Data for this task:

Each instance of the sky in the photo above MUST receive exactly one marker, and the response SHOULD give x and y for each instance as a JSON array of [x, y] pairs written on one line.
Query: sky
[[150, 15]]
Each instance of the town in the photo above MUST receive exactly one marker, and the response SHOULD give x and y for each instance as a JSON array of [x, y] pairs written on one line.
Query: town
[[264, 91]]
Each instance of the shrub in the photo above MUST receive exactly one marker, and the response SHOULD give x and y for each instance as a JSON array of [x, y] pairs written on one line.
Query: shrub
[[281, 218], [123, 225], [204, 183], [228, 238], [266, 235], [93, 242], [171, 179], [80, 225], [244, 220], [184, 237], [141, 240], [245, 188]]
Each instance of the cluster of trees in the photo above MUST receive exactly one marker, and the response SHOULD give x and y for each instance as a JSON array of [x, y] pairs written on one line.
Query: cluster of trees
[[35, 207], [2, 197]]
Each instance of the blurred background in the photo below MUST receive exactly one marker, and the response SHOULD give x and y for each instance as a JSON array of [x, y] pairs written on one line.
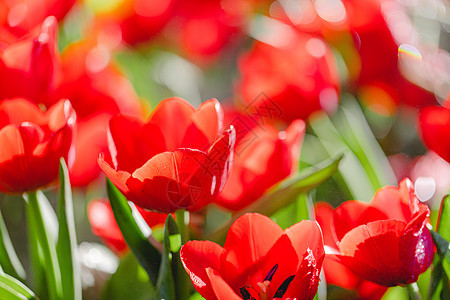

Goal of the exercise:
Would you output the data exactly, without any of its images?

Result of the exercise:
Each instance of the sky in the photo above MUST receive exactly one marker, and the response SHOULD give x and y for each instance as a JSON array of [x, y] pairs written on one line.
Query: sky
[[150, 15]]
Each instance of the town in the photo above MUST receive exactly one marker, and the response SHOULD give x and y for each instance as a JSON array of [x, y] pairs written on one line.
Query: town
[[264, 91]]
Each instance of the shrub in the photo above MUST receive exactly one marker, and the response SHOULD give x and y for each instance as a JSON array of [x, y] pairs written on one line.
Query: shrub
[[281, 218], [123, 225], [204, 183], [228, 238], [266, 235], [93, 242], [171, 179], [80, 225], [244, 220], [184, 237], [141, 240], [245, 188]]
Each instance of the cluster of trees in the photo above MUST receive exactly one marker, and the response SHOULD give x and y for each instance as a JSON array of [x, y] pairs written on one line.
Query: cluster of trees
[[35, 207], [2, 197]]
Each instance of the blurred background in the photo below MUST receive exactly one marker, and the response SHOULD give x and y for each instance as a JSON array of [x, y] pairs written on one line.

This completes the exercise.